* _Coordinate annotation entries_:
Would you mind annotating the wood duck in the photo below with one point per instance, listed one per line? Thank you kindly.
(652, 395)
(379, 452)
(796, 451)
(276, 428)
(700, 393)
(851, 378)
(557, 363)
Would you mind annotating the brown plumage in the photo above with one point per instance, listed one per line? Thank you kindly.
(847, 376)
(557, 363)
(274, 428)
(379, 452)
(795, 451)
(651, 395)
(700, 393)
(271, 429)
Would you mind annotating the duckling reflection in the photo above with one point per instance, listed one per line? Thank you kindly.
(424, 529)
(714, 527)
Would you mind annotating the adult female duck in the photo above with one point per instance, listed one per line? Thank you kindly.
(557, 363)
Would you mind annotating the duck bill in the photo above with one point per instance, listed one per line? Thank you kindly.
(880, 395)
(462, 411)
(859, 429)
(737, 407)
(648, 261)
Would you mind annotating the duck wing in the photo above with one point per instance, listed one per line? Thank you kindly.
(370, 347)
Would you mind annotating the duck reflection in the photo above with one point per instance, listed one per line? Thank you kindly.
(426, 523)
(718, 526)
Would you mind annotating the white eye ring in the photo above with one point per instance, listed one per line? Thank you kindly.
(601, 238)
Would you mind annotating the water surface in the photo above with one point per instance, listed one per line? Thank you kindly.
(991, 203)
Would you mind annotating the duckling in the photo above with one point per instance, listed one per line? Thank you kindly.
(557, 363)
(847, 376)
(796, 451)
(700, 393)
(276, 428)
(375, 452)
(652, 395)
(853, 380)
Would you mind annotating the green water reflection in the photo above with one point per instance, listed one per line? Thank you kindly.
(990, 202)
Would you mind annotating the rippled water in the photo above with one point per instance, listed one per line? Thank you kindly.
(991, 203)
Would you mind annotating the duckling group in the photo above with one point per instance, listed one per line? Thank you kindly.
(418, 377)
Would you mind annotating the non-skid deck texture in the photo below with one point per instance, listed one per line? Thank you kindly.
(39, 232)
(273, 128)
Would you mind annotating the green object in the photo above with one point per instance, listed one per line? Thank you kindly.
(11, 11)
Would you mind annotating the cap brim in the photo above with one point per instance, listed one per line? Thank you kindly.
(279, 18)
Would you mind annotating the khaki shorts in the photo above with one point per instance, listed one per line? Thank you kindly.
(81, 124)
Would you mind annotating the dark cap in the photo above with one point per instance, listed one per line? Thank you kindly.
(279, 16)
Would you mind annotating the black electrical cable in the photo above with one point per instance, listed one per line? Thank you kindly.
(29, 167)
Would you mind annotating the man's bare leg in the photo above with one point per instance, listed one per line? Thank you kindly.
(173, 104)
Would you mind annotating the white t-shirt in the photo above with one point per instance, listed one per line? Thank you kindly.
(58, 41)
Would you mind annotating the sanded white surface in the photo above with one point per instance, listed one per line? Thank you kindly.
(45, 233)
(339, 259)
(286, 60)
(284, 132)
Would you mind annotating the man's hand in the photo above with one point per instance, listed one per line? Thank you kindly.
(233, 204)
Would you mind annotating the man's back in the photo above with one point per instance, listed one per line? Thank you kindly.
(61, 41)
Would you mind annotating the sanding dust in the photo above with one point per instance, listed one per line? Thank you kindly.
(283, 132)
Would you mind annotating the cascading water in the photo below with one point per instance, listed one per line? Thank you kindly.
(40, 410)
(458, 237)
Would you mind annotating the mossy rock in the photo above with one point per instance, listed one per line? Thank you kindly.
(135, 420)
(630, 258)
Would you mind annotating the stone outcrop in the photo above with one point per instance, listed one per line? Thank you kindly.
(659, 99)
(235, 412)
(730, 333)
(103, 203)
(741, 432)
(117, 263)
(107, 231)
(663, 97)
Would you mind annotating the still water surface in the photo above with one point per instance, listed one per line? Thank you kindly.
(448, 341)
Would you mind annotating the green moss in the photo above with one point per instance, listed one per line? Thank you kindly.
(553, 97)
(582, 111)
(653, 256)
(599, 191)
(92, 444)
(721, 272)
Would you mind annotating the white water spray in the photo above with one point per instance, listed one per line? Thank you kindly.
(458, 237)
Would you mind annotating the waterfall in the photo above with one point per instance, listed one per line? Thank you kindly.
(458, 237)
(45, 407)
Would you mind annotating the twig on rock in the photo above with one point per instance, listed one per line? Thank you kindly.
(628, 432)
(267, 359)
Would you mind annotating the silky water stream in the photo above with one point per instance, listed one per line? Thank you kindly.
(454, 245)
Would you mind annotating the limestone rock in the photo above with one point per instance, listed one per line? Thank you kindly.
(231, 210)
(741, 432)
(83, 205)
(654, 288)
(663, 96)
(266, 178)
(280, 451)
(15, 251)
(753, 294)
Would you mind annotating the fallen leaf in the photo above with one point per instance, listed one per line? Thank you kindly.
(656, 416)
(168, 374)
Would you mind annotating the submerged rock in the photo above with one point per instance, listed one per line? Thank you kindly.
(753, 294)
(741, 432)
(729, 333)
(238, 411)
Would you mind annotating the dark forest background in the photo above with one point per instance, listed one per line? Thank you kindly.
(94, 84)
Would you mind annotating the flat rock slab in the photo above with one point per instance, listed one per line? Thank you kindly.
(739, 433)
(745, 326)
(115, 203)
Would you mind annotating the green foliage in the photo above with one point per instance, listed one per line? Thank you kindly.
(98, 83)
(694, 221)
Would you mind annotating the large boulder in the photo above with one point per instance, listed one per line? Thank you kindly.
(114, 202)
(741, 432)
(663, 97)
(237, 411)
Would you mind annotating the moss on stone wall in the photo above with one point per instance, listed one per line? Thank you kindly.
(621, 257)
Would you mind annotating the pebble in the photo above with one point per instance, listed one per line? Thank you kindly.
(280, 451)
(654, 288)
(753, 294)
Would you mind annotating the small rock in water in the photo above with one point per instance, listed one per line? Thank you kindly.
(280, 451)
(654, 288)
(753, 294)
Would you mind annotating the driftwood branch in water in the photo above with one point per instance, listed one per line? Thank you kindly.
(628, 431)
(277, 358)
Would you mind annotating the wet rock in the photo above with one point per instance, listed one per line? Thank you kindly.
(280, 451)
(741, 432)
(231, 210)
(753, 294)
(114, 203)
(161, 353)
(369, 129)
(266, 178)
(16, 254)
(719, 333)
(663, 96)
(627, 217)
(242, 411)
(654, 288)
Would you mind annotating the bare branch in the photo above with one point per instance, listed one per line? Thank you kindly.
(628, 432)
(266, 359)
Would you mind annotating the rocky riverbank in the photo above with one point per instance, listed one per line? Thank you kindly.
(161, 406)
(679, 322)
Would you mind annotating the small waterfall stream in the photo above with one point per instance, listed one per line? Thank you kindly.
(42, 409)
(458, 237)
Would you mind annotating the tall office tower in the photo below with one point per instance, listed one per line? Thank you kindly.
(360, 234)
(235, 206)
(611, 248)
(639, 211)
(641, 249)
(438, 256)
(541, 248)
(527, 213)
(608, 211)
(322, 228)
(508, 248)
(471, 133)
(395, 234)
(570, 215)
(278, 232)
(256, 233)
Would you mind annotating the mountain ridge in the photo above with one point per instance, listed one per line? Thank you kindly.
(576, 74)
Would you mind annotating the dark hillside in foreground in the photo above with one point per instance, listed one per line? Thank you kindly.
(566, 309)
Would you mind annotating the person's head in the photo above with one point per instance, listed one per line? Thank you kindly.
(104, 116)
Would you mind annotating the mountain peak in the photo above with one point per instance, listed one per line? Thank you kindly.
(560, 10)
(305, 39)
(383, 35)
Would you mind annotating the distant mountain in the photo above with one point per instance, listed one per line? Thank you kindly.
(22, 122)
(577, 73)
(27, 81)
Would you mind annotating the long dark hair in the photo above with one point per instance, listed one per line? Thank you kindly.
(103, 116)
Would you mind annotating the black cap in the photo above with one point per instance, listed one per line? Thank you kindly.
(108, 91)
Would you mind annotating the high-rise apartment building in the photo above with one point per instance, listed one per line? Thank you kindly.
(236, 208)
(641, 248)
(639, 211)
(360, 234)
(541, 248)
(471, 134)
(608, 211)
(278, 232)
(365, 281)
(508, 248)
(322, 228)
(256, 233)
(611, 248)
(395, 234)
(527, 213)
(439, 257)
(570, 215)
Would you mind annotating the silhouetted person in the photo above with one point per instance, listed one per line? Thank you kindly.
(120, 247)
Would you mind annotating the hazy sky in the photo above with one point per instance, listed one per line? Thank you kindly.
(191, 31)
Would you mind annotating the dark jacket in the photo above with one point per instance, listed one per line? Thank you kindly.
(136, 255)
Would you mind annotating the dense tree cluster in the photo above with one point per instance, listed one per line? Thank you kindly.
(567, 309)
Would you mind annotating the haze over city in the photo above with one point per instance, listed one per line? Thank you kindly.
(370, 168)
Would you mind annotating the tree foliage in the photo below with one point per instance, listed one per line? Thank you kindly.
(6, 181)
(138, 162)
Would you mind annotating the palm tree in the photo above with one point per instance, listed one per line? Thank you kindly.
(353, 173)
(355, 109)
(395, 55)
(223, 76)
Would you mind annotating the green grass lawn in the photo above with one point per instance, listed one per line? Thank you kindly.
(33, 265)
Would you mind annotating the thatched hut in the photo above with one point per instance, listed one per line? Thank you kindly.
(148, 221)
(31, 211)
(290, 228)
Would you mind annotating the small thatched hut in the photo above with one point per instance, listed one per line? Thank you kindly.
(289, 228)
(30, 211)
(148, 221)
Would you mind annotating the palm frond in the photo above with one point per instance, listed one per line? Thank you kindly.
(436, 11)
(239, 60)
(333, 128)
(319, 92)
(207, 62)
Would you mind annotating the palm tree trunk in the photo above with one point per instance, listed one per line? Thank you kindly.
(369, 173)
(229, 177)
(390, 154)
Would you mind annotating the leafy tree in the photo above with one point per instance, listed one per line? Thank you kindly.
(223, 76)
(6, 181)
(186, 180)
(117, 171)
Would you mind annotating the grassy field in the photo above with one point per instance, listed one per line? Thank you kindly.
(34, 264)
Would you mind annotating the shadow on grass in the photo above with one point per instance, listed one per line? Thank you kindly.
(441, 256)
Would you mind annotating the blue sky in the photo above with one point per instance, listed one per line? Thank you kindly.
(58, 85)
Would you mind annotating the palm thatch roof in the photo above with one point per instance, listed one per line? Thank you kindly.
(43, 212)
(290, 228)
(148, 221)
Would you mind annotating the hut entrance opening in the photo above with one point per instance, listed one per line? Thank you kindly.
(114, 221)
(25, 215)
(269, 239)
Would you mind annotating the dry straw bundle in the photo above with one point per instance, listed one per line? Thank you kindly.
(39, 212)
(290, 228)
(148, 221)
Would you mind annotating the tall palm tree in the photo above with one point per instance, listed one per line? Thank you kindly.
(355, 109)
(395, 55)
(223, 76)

* _What is expected_: Write out word for word the lines of the items above, starting with the line that contains "Would you mind annotating the palm thatch" and going on through the end of the items.

* _Result for this exercise_:
Would you mind annotating the palm thatch roof in the photo above with one point per instance, listed one per line? Thank you kindly.
(43, 212)
(290, 228)
(148, 221)
Would you mind annotating the hut entrance opening in the photo above with one point per instance, listed one per line? Thank you kindly.
(114, 221)
(25, 215)
(269, 239)
Would you mind annotating the dry straw bundle in the photo above with one point per instance, listed one per line? Thank you kindly.
(39, 212)
(290, 228)
(148, 221)
Would you mind annotating the tall palm tree in the photo above with one point per instance, listed one per line? Thank you kindly.
(355, 109)
(395, 55)
(223, 76)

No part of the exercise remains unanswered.